Requirement: Rewrite the stretch of the listing from the start through the line that contains "point(190, 75)" as a JSON list of strings, one string per line, leaving out blank lines.

========

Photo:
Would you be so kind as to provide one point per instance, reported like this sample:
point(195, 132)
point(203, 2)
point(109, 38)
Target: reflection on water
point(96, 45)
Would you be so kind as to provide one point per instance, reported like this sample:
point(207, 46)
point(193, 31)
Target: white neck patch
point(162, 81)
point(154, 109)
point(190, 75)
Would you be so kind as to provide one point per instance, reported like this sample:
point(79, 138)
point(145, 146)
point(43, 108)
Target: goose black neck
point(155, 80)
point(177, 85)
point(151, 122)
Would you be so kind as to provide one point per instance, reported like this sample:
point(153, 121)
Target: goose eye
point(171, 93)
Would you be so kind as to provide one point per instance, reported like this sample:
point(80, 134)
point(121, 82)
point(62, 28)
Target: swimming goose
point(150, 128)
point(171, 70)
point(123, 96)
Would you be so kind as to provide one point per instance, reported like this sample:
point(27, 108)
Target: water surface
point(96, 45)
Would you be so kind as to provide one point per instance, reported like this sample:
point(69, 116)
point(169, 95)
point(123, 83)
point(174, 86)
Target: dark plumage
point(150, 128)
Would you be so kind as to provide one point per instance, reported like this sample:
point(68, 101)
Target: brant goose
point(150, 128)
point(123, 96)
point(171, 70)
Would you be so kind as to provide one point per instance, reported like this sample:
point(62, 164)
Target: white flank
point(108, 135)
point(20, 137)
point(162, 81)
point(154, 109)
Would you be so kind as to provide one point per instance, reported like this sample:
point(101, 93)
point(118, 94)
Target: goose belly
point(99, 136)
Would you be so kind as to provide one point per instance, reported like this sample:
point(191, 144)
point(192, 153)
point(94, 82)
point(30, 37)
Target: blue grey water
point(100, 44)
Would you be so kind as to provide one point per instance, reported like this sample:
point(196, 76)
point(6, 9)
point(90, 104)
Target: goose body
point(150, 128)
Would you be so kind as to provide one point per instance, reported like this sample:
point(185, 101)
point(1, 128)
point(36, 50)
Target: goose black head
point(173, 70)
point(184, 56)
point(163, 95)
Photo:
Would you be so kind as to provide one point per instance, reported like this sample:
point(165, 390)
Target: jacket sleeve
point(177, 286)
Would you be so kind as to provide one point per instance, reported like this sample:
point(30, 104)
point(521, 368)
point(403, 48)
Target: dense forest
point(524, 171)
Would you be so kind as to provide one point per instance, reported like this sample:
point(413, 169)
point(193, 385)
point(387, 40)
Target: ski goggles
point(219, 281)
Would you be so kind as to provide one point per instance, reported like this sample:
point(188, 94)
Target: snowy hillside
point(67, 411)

========

The reply:
[
  "Photo:",
  "Would you be so kind as to provide one point per instance, reported like this sample:",
  "point(195, 132)",
  "point(203, 2)",
  "point(109, 38)",
  "Target: reflection on water",
  "point(96, 45)",
  "Would you be so kind as to provide one point per instance, reported like this sample:",
  "point(207, 46)",
  "point(193, 31)",
  "Target: white neck patch",
  "point(162, 81)",
  "point(154, 109)",
  "point(190, 75)"
]